:: TEXT SHOWN ::
Back in 2009, I watched a film called “Confessions of a Shopaholic” (film was based on the Shopaholic novels by Sophie Kinsella).
If you’ve never seen it, breakdown:
It’s about a girl named Rebecca Bloomwood, who’s a writer and because of her shopaholic ways ends up thousands upon thousands of dollars in debt. Not to mention she starts writing articles for a financial magazine about being responsible about your finances and wellllll ohhh the irony seeing that she is flooded with never ending debt.
Basically my life story without the designer wardrobe, less accumulated debt, or the handsome Hugh Dancy.
While I did absolutely enjoy the film, I at the time of the films release could not possibly relate. Actually, I just absolutely refused to relate. My spending wasn’t that out of hand. I had an absolute handle on my finances. Sure I didn’t have money. Sure I spent every paycheck on unnecessary things, but I wasn’t spending $325 a check on various handbags or shoes. I was in control of my money, in control of my life. The only thing I absolutely learned from that movie, wasn’t to save money. No. Not at all. What I learned was that I needed to step my wardrobe game up.
:::
*REQUIRED TASKS:*
A - Answer these questions about the post on "Confessions of a Shopaholic":
(i) In what year did the writer watch the film?
(ii) What is the name of the film's main character?
(iii) What kind of magazine does the character write articles for?
B - From the post about "Confessions of a Shopaholic," reproduce the stretch from "While I did" through "wardrobe game up.".
C - Write the next part of the post about "Confessions of a Shopaholic," picking up after its final sentence.
:: RECORDS ::
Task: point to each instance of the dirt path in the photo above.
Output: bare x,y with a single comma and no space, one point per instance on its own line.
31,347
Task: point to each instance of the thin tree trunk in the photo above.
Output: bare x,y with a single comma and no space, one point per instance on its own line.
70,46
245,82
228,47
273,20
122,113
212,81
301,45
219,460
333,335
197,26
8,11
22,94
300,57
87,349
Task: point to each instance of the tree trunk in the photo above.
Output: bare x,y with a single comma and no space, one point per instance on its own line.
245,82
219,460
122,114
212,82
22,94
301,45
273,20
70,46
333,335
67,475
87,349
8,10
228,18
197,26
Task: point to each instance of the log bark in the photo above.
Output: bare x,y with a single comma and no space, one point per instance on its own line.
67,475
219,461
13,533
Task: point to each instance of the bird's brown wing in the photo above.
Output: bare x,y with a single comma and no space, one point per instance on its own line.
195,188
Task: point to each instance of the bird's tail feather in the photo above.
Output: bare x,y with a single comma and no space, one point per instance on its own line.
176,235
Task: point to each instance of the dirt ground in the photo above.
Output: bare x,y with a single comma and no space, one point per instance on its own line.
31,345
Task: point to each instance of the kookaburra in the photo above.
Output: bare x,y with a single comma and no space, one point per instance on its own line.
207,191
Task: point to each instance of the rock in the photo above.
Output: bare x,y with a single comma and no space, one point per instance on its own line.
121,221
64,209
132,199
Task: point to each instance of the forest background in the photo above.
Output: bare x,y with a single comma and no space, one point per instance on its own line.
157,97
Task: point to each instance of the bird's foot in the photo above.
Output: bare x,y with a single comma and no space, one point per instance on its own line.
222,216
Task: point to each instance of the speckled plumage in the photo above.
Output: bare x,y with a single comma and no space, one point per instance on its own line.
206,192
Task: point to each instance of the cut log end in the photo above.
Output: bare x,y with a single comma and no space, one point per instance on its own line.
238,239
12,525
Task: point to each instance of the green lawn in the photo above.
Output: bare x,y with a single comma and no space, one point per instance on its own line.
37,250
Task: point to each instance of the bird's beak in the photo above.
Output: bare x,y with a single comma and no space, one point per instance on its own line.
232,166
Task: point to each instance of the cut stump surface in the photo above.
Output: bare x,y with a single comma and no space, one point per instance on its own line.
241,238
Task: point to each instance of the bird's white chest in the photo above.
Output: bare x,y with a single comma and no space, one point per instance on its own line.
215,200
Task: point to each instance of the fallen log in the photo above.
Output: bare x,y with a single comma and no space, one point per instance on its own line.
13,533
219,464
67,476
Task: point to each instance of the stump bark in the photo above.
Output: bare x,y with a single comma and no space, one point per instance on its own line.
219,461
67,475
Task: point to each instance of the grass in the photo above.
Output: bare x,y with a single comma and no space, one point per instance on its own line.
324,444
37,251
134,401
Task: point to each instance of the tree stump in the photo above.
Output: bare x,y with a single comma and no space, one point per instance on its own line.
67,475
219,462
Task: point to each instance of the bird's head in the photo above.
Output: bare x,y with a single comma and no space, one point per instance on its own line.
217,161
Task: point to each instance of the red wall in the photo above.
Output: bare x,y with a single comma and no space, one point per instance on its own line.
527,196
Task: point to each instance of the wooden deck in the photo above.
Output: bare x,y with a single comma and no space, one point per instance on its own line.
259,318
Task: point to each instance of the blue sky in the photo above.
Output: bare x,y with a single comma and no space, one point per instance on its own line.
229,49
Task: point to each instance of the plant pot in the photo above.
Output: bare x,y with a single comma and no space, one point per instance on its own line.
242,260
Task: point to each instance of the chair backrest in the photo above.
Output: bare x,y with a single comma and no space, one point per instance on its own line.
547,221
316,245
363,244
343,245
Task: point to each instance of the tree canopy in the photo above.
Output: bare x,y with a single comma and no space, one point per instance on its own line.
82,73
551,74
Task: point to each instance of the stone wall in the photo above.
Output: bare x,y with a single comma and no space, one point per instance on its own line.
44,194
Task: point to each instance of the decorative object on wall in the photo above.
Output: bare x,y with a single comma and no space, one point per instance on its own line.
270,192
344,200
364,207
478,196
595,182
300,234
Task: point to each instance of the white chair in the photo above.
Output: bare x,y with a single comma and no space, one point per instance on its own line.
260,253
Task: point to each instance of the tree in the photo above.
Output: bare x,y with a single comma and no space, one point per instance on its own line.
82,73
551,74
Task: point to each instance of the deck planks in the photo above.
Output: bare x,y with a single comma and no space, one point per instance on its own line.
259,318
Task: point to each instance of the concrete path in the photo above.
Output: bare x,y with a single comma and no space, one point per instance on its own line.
:::
*SET OF ANSWERS:*
A -
(i) 2009
(ii) Rebecca Bloomwood
(iii) A financial magazine

B -
While I did absolutely enjoy the film, I at the time of the films release could not possibly relate. Actually, I just absolutely refused to relate. My spending wasn’t that out of hand. I had an absolute handle on my finances. Sure I didn’t have money. Sure I spent every paycheck on unnecessary things, but I wasn’t spending $325 a check on various handbags or shoes. I was in control of my money, in control of my life. The only thing I absolutely learned from that movie, wasn’t to save money. No. Not at all. What I learned was that I needed to step my wardrobe game up.

C -
At the time of the film’s release I was 27, recently getting over a broken heart and you guessed it broke. I had a very good job, making really great money (great money that I knew how to spend). I worked literally 5 minutes away from my home and I should have been content. I should have been fine with the cards I had before me. Sadly once you start the process into your late 20s you become disillusioned with your current state and start thinking of the past. At least thats what I did. Processing a broken heart is a long process to begin with, processing a broken spirit can take a lifetime. I was in the middle of both problems. I was unhappy with my life, unhappy with the state of my solitude and started a downward spiral of spending.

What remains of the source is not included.